**DOCUMENT SECTION**
>>>

Thorsten Ottosen wrote:
> I have zero experience with the normal use cases for intrusive
> containers.
FWIW very typical use cases are algorithms which need to compute the
iterator to an element from the element itself. Whenever I've used
intrusive containers so far, I used them because of their ability to do
that computation in constant time and to detect if they are in a
particular container respectively. I think, that constant-time
detection, whether a given element is in a container and constant-time
computation of an iterator are outstanding abilites of intrusive
containers.

> What I would like to know is if typically all objects is
> inside intrusive containers; also for the use of 2,3, or 4 simultaneous
> containers.

<<<

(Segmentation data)
>>>

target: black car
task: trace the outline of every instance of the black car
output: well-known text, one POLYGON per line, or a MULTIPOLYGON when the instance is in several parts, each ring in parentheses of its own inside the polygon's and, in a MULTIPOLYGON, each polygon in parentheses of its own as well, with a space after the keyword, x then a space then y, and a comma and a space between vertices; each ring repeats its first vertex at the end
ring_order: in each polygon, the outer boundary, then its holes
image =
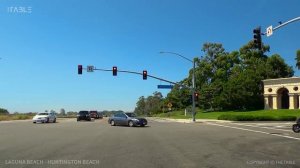
POLYGON ((79 113, 77 114, 77 121, 80 120, 91 121, 92 119, 89 111, 79 111, 79 113))
POLYGON ((99 119, 99 113, 98 111, 90 111, 91 118, 99 119))
POLYGON ((145 118, 138 118, 135 113, 116 113, 109 117, 108 123, 112 126, 125 125, 129 127, 141 126, 148 124, 145 118))

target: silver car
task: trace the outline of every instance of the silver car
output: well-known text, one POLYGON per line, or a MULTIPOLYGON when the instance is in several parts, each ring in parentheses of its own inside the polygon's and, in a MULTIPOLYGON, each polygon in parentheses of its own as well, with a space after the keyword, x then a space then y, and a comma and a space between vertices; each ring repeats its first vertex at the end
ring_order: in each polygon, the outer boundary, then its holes
POLYGON ((138 118, 135 113, 116 113, 109 117, 108 123, 112 126, 124 125, 124 126, 141 126, 144 127, 148 124, 145 118, 138 118))
POLYGON ((42 113, 37 113, 33 119, 33 123, 41 122, 41 123, 48 123, 48 122, 56 122, 56 115, 53 112, 42 112, 42 113))

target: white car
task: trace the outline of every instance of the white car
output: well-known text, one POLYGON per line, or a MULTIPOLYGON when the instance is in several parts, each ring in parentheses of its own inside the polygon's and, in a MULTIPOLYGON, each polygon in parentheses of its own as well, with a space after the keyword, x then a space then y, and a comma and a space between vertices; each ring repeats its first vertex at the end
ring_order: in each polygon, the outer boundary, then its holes
POLYGON ((56 122, 56 115, 52 112, 43 112, 36 114, 33 119, 33 123, 41 122, 41 123, 48 123, 48 122, 56 122))

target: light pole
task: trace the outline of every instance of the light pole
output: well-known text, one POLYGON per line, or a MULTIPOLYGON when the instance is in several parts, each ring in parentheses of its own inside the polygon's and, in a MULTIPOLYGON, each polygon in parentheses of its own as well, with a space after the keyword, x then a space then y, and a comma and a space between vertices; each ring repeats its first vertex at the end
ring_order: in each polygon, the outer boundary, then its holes
POLYGON ((193 64, 193 75, 192 75, 192 101, 193 101, 193 107, 192 107, 192 116, 193 116, 193 122, 196 122, 196 118, 195 118, 195 88, 196 88, 196 84, 195 84, 195 60, 191 60, 181 54, 175 53, 175 52, 165 52, 165 51, 161 51, 159 52, 160 54, 173 54, 173 55, 177 55, 189 62, 191 62, 193 64))

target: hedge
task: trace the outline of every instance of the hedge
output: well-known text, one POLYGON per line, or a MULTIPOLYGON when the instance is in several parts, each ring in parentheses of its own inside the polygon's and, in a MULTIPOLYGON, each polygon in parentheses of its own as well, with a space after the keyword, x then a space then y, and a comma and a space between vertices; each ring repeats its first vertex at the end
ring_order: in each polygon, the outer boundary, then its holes
POLYGON ((254 116, 254 115, 235 115, 222 114, 218 120, 230 121, 296 121, 296 116, 254 116))

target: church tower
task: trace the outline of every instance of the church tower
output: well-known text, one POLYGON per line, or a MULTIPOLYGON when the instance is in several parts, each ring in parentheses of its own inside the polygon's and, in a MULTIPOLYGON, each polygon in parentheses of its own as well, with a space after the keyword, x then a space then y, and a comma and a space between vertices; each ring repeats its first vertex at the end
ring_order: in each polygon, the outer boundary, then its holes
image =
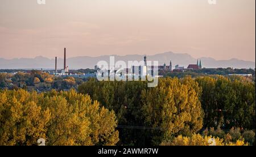
POLYGON ((147 66, 147 57, 146 56, 144 56, 144 64, 147 66))
POLYGON ((172 71, 172 61, 170 61, 170 69, 171 71, 172 71))
POLYGON ((200 60, 200 63, 199 63, 199 69, 201 69, 202 68, 202 64, 201 63, 201 60, 200 60))

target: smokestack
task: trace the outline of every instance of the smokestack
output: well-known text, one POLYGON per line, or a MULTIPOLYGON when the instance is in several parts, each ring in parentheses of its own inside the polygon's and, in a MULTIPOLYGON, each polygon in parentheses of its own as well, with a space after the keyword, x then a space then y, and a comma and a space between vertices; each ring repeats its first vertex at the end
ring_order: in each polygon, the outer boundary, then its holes
POLYGON ((66 69, 66 48, 64 48, 64 69, 66 69))
POLYGON ((57 57, 55 57, 55 72, 57 73, 57 57))

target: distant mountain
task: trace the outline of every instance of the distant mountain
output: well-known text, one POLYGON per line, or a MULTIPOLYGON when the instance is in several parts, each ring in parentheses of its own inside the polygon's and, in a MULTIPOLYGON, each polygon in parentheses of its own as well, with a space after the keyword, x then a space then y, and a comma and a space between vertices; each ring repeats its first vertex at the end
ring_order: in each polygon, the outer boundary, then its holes
MULTIPOLYGON (((129 60, 141 61, 143 60, 143 55, 129 55, 126 56, 115 56, 115 61, 118 60, 125 61, 127 64, 129 60)), ((109 55, 101 56, 98 57, 80 56, 69 58, 67 60, 69 69, 85 69, 93 68, 98 61, 104 60, 109 63, 109 55)), ((156 54, 155 55, 147 55, 147 59, 149 61, 158 61, 159 64, 163 65, 165 63, 170 64, 172 61, 172 66, 179 64, 180 66, 187 67, 189 64, 196 64, 197 59, 192 57, 187 53, 175 53, 172 52, 156 54)), ((255 63, 249 61, 244 61, 236 59, 230 60, 216 60, 212 58, 201 57, 203 68, 255 68, 255 63)), ((58 69, 63 68, 63 59, 57 59, 58 69)), ((0 59, 0 69, 54 69, 55 60, 49 59, 42 56, 38 56, 34 59, 0 59)))

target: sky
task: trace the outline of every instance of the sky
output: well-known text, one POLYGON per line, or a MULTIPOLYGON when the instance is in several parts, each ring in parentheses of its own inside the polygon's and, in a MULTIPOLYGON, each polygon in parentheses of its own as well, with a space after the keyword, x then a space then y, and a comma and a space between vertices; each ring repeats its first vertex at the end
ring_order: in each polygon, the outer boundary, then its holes
POLYGON ((0 58, 172 51, 255 61, 255 1, 0 0, 0 58))

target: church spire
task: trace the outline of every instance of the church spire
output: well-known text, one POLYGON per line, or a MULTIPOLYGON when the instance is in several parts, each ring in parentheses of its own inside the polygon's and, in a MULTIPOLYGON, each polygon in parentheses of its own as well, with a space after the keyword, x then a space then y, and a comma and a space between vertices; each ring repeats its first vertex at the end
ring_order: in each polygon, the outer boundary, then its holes
POLYGON ((201 69, 202 68, 202 64, 201 63, 201 60, 200 60, 200 63, 199 64, 199 68, 201 69))

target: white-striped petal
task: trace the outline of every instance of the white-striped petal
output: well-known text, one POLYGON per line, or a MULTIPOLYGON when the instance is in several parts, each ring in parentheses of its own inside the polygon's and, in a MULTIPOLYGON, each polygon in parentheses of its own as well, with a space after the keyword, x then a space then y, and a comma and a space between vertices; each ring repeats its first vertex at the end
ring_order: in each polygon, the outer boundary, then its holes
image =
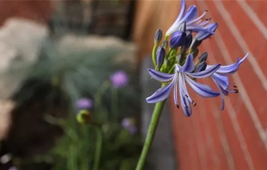
POLYGON ((202 97, 215 97, 219 95, 219 93, 213 90, 207 85, 195 82, 187 76, 185 76, 185 78, 194 91, 202 97))
POLYGON ((149 103, 155 103, 166 99, 172 89, 175 80, 176 79, 173 79, 168 85, 158 89, 155 93, 148 97, 146 99, 147 102, 149 103))
POLYGON ((149 74, 155 80, 161 82, 168 82, 173 79, 174 74, 168 74, 156 71, 154 69, 148 69, 149 74))
POLYGON ((208 68, 207 68, 205 70, 202 71, 194 73, 186 72, 186 74, 195 78, 203 78, 210 76, 213 73, 217 71, 218 69, 219 69, 220 66, 221 64, 218 63, 216 65, 214 65, 212 67, 210 67, 208 68))

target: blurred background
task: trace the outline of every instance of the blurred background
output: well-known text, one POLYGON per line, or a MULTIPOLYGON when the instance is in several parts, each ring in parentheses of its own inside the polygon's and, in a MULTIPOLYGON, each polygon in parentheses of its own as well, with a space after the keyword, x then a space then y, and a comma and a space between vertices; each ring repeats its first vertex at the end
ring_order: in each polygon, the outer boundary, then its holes
MULTIPOLYGON (((163 112, 147 170, 267 169, 267 1, 186 0, 219 29, 200 51, 239 93, 163 112)), ((0 1, 0 170, 134 170, 153 110, 145 99, 157 29, 179 0, 0 1)), ((207 81, 207 83, 211 84, 207 81)))

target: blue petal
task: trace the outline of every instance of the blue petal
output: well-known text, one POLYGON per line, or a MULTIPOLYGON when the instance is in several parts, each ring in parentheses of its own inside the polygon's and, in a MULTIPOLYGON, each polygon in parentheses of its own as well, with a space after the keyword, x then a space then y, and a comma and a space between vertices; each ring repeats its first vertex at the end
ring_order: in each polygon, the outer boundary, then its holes
POLYGON ((221 110, 223 110, 223 109, 224 109, 224 98, 223 97, 223 89, 222 89, 219 84, 217 83, 217 80, 213 79, 213 78, 212 77, 212 79, 213 80, 214 83, 215 83, 215 84, 218 87, 218 88, 219 89, 219 93, 220 93, 220 96, 221 97, 221 110))
POLYGON ((180 96, 181 103, 183 111, 186 117, 189 117, 192 115, 191 104, 187 98, 183 95, 180 96))
POLYGON ((191 54, 189 54, 186 57, 185 62, 181 67, 179 70, 180 72, 191 72, 195 69, 195 64, 194 64, 194 59, 193 55, 191 54))
MULTIPOLYGON (((200 21, 200 22, 201 22, 201 20, 200 19, 203 18, 205 15, 206 15, 206 14, 207 13, 208 11, 207 10, 205 10, 205 11, 204 11, 204 12, 201 15, 201 16, 200 16, 200 17, 198 17, 197 18, 194 19, 194 20, 192 20, 189 22, 187 22, 187 23, 188 23, 188 24, 192 24, 194 22, 197 22, 197 21, 200 21)), ((195 24, 197 24, 197 23, 195 23, 195 24)))
POLYGON ((201 97, 204 98, 215 97, 219 95, 219 93, 213 90, 207 85, 195 82, 187 76, 185 76, 185 78, 186 82, 194 91, 201 97))
POLYGON ((247 58, 247 57, 248 57, 248 56, 249 56, 249 53, 248 52, 246 54, 246 55, 244 56, 244 57, 243 57, 243 58, 240 60, 239 61, 239 62, 238 63, 238 64, 240 65, 240 64, 241 64, 247 58))
POLYGON ((228 88, 229 81, 228 78, 226 75, 220 75, 216 73, 213 74, 212 76, 213 79, 215 79, 219 86, 224 89, 228 88))
POLYGON ((234 73, 238 69, 238 68, 239 68, 239 65, 238 63, 240 61, 240 58, 238 57, 236 63, 229 65, 221 66, 220 68, 219 68, 216 72, 218 73, 223 74, 234 73))
POLYGON ((178 105, 178 99, 177 98, 177 89, 178 88, 178 87, 177 86, 178 81, 177 80, 177 76, 175 76, 175 79, 176 80, 175 80, 175 82, 174 82, 174 90, 173 90, 173 97, 174 98, 174 103, 176 105, 178 105))
POLYGON ((182 109, 185 116, 188 117, 191 116, 192 113, 191 104, 188 99, 185 96, 185 94, 184 93, 181 83, 179 83, 179 93, 182 109))
POLYGON ((148 69, 149 74, 155 80, 161 82, 168 82, 170 81, 174 76, 173 74, 167 74, 158 71, 154 69, 148 69))
POLYGON ((182 19, 179 22, 179 23, 190 21, 191 20, 197 17, 197 15, 198 9, 197 8, 196 5, 190 6, 188 8, 187 11, 186 11, 186 13, 184 15, 184 16, 183 19, 182 19))
POLYGON ((167 86, 158 89, 152 95, 148 97, 146 99, 147 102, 149 103, 155 103, 166 99, 174 85, 175 80, 176 79, 173 79, 167 86))
POLYGON ((196 78, 203 78, 208 76, 210 76, 215 72, 217 71, 221 66, 220 63, 217 64, 216 65, 212 66, 205 70, 197 72, 189 73, 186 72, 186 74, 196 78))
MULTIPOLYGON (((249 53, 247 53, 241 60, 240 60, 240 58, 238 57, 236 63, 229 65, 221 66, 220 68, 219 68, 216 72, 222 74, 233 74, 237 71, 240 64, 241 64, 244 61, 245 61, 248 56, 249 53)), ((207 66, 207 68, 208 68, 211 66, 208 65, 207 66)))
POLYGON ((210 33, 212 34, 215 34, 214 32, 213 32, 211 30, 210 30, 209 29, 207 29, 206 28, 202 28, 201 27, 199 27, 199 26, 193 26, 193 25, 187 26, 187 25, 186 25, 186 30, 191 30, 193 32, 196 32, 196 33, 198 33, 200 31, 203 31, 205 33, 210 33))
POLYGON ((206 27, 205 27, 205 28, 209 29, 214 32, 216 31, 217 28, 218 28, 218 24, 217 23, 211 23, 210 24, 207 25, 206 27))
POLYGON ((187 97, 188 98, 189 102, 192 103, 193 101, 190 97, 188 91, 187 91, 187 88, 186 88, 186 85, 185 85, 184 76, 185 75, 184 74, 179 73, 179 84, 181 84, 181 90, 183 91, 183 93, 187 96, 187 97))

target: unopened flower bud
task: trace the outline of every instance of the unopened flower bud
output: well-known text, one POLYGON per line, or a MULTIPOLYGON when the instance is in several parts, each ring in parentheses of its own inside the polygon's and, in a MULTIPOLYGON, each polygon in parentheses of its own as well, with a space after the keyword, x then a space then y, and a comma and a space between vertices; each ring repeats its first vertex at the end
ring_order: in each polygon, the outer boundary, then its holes
POLYGON ((203 71, 206 69, 206 68, 207 62, 205 61, 202 61, 202 62, 200 63, 200 64, 197 66, 197 67, 196 68, 196 69, 195 70, 195 72, 200 72, 203 71))
POLYGON ((78 113, 76 119, 78 122, 80 123, 88 124, 91 122, 92 115, 88 111, 82 110, 78 113))
POLYGON ((200 46, 201 43, 202 41, 199 41, 198 40, 195 40, 194 41, 193 41, 193 44, 191 45, 192 50, 194 51, 195 49, 197 49, 200 46))
POLYGON ((165 49, 165 51, 168 48, 168 41, 165 40, 163 41, 163 46, 164 49, 165 49))
POLYGON ((180 25, 180 27, 179 28, 179 30, 181 30, 183 31, 183 32, 185 32, 186 31, 186 23, 184 22, 183 23, 180 25))
POLYGON ((199 57, 199 62, 200 63, 201 63, 202 61, 207 61, 207 58, 208 53, 207 52, 205 52, 203 54, 201 54, 200 56, 199 57))
POLYGON ((156 56, 157 67, 158 69, 160 69, 162 64, 163 64, 164 58, 165 58, 165 50, 163 46, 159 46, 158 48, 156 56))
POLYGON ((193 40, 193 36, 192 35, 192 34, 190 33, 185 38, 184 40, 184 48, 185 49, 187 49, 190 46, 191 44, 192 43, 192 40, 193 40))
POLYGON ((161 29, 158 29, 156 32, 156 34, 155 34, 155 36, 154 37, 154 43, 155 44, 158 44, 161 41, 161 39, 162 39, 162 31, 161 31, 161 29))
POLYGON ((171 48, 176 48, 182 46, 184 43, 184 39, 186 34, 185 33, 177 31, 173 33, 170 41, 171 48))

<<<

**TASKS TO CARRY OUT**
1: In the message about intrusive containers, which two abilities does the writer call outstanding?
2: Carry on the message about intrusive containers from the point where it stops.

**ANSWERS TO THE TASKS**
1: Constant-time detection of whether a given element is in a container, and constant-time computation of an iterator.

2:
I wouldn't say so. In fact, at least one triangulation algorithm needs
to maintain and iterate over a list of all concave vertices of a polygon
again and again (the list becomes smaller during the triangulation
process). But usually in a typical polygon there are much more convex
vertices. Thus just marking the vertices with a flag was no option,
because you'd have to iterate over the whole set of vertices just to
(re)find the concave ones. A "std::list<Vertex*> concaves;" could help
and in usual cases generate less memory overhead than the intrusive
approach. However, the triangulation algorithm also needs to detect,
whether a given vertex was concave. By using the linked() property of
the intrusive node used by the "concave ilist" it was possible to have a
very fast test for that. IMHO a typical example of the classic space vs.
time tradeoff.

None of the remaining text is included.